§ **Your task**: Reproduce every one of the following rows verbatim, preserving each character and line break.

§ **Extracted information**:
......
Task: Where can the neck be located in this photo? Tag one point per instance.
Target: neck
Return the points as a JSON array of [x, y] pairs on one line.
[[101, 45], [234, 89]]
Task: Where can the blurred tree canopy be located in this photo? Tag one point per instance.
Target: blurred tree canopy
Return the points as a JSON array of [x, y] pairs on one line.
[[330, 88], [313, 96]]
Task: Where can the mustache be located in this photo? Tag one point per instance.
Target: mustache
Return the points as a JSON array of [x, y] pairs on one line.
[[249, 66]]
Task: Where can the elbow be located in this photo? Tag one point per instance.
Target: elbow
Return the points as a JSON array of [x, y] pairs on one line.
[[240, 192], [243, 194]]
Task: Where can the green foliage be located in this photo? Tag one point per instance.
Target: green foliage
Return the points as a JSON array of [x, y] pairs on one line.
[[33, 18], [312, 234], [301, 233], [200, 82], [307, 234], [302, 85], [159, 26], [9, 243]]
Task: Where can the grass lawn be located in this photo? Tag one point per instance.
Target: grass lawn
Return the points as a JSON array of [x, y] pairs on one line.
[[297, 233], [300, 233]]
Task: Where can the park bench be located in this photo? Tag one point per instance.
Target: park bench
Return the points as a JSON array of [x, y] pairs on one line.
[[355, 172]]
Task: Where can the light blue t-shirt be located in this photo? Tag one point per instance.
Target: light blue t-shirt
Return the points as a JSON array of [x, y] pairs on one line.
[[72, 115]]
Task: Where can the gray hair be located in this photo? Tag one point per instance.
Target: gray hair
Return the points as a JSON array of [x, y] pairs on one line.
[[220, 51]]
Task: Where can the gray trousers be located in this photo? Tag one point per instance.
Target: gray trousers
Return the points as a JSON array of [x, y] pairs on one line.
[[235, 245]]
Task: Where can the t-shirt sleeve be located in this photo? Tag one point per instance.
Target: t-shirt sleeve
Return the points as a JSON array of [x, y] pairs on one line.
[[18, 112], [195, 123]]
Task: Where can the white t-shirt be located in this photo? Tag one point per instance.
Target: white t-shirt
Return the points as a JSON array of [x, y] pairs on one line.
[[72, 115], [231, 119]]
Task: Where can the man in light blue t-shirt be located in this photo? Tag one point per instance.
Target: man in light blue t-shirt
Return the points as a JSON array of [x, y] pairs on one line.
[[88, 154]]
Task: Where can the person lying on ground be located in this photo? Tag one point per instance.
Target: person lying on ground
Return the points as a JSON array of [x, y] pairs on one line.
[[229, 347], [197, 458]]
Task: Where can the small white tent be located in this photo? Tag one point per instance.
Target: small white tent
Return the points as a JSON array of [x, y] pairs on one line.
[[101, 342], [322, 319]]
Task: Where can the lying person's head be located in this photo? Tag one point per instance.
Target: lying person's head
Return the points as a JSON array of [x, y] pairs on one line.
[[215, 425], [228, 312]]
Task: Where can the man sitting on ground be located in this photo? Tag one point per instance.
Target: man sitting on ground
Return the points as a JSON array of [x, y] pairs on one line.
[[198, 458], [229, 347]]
......
§ **The solution**:
Task: Where can the neck be located in this photo? Tag one point per instance.
Target: neck
Return the points as a JSON array of [x, y] pairs on one line.
[[101, 45], [234, 89]]
Task: Where can the blurred tree canopy be located in this photo? Tag one point per instance.
Target: blurred tree canopy
Return the points as a JSON array of [x, y] pairs on one line.
[[330, 88], [313, 96]]
Task: Where can the mustache be located in this photo? Tag one point per instance.
Target: mustache
Return the points as a JSON array of [x, y] pairs on one line.
[[249, 66]]
Task: Where can the elbow be located in this photo? Tag one point per instance.
Target: elbow
Return the points as a JSON array of [x, y] pairs on one line.
[[240, 192], [243, 194]]
Task: Where can the green foliage be located in this photo? Tag one point per instance.
Target: green foliage
Return the points as a JSON array of [x, y] pairs on one line.
[[33, 18], [312, 234], [301, 233], [200, 82], [307, 234], [302, 85], [159, 26], [9, 243]]
Task: Where can the grass lawn be located in this photo? Tag one point per instance.
Target: grass lawn
Return the points as a JSON array of [x, y] pairs on one line.
[[297, 233], [300, 233]]
Task: Where can the park bench be located in this photo? Tag one point per instance.
Target: park bench
Return the points as a JSON array of [x, y] pairs on one line.
[[355, 172]]
Task: Where can the light blue t-shirt be located in this photo? Tag one point per instance.
Target: light blue t-shirt
Return the points as a JSON array of [x, y] pairs on one line.
[[72, 115]]
Task: Where can the gray hair be located in this photo? Tag one point per instance.
Target: gray hair
Return the points as a JSON array of [x, y] pairs on one line.
[[220, 51]]
Task: Where can the gray trousers be located in this photo? Tag one point per instance.
Target: gray trousers
Return the points as a JSON array of [x, y] pairs on one line.
[[235, 245]]
Task: Where can the t-shirt sleeve be located in this photo? Tag one point per instance.
Target: t-shirt sleeve
Return the points as a JSON array of [x, y] pairs on one line.
[[18, 112], [195, 123]]
Task: Where can the white t-shirt be located in this photo? Tag one point per instance.
Target: white t-shirt
Return the points as a JSON array of [x, y] pairs on one line.
[[72, 115], [231, 119]]
Task: Where can the man in light blue t-shirt be located in this photo? Tag one point per instance.
Target: man in light blue t-shirt
Return the points as a JSON array of [x, y] pairs on one line.
[[88, 154]]
Task: Where can the person lying on ground be located in this photo? Tag one point per instance.
Target: person lying on ground
Return the points as a JSON array of [x, y] pairs on one line.
[[229, 347], [197, 458]]
Task: Where can the small white tent be located in this photo? Tag one point per instance.
Target: small white tent
Return the points as a JSON array of [x, y] pairs on one line.
[[101, 342], [322, 319]]
Task: Where can the lying person's head be located in this photo? Tag one point per instance.
Target: lying person's head
Return the points as a JSON array of [x, y] pairs on one line.
[[215, 425], [228, 312]]
Task: Where can the man sitting on ground be located in this photo? Tag one point per instance.
Target: man sitting on ground
Return the points as a JSON array of [x, y] pairs on one line.
[[198, 458], [229, 347]]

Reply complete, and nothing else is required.